TASKS FOR THIS EXERCISE:
1. Name every person mentioned in the health care repeal article.
2. According to the health care repeal article, how many freshman GOP lawmakers are heading to Washington?
3. Reproduce the part of the health care repeal article starting with "While it promises" and going on through "few new ideas.".

TEXT:
The Beacon News reports:
“Newly installed Republicans in the U.S. House of Representatives plan to make good this week on their vow to roll back the Patient Protection and Affordable Care Act, the package of health reforms passed by Congress and signed by President Obama less than a year ago. Among them is incoming District 14 U.S. Rep. Randy Hultgren, one of 47 freshman GOP lawmakers heading to Washington this week. Hultgren last year put his signature on the Contract from America, which pledges to “defund, repeal, and replace the recently passed government-run health care.”
Hultgren spokesman Gill Stevens confirmed Thursday that the congressman’s stance has not changed.
“Congressman Hultgren plans to vote for the ‘Repealing the Job-Killing Health Care Law Act,’” Stevens said in an e-mail to The Sun. “He looks forward to supporting legislation that will deliver real health care reform for Americans by increasing competition and cutting costs.”
Hultgren’s District 13 colleague, U.S. Rep. Judy Biggert, R-Hinsdale, also has been critical of the health industry overhaul. She supported the Pledge to America, a conservative governing agenda unveiled by House Republicans in September.
While it promises to strengthen prohibitions on federal funding of abortion, supporters of the health reform act assert that the pledge is short on details and offers few new ideas.

Items from a data source:
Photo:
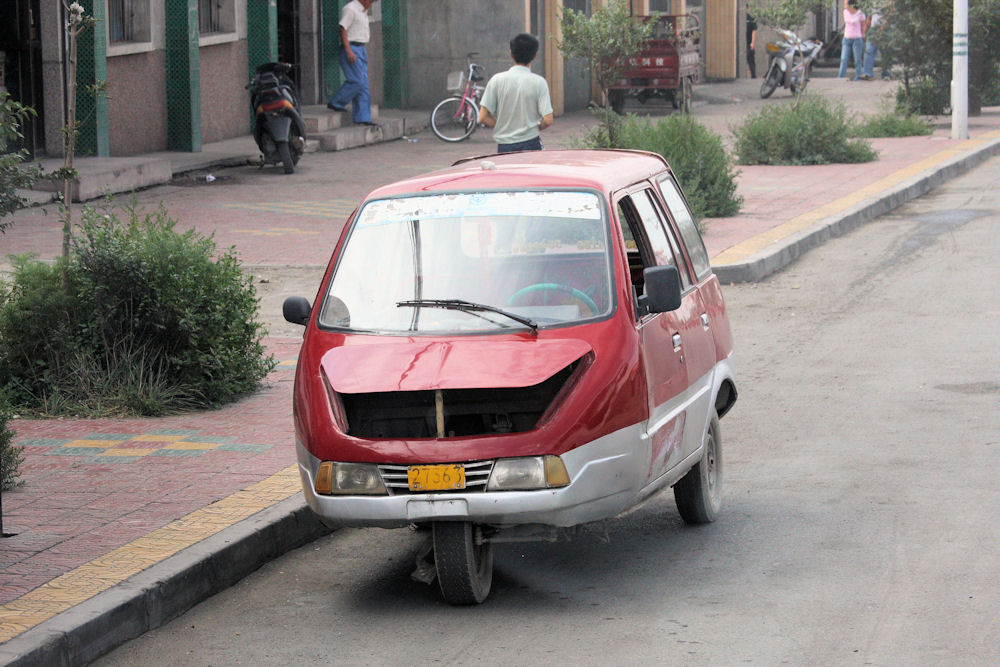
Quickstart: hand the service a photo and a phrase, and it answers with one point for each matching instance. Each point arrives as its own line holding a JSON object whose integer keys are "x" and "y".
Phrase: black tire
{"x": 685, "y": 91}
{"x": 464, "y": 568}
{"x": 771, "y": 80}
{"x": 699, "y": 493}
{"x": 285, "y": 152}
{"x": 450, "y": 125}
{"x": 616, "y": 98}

OUTPUTS IN ORDER:
1. Barack Obama (President Obama), Randy Hultgren, Gill Stevens, Judy Biggert

2. 47

3.
While it promises to strengthen prohibitions on federal funding of abortion, supporters of the health reform act assert that the pledge is short on details and offers few new ideas.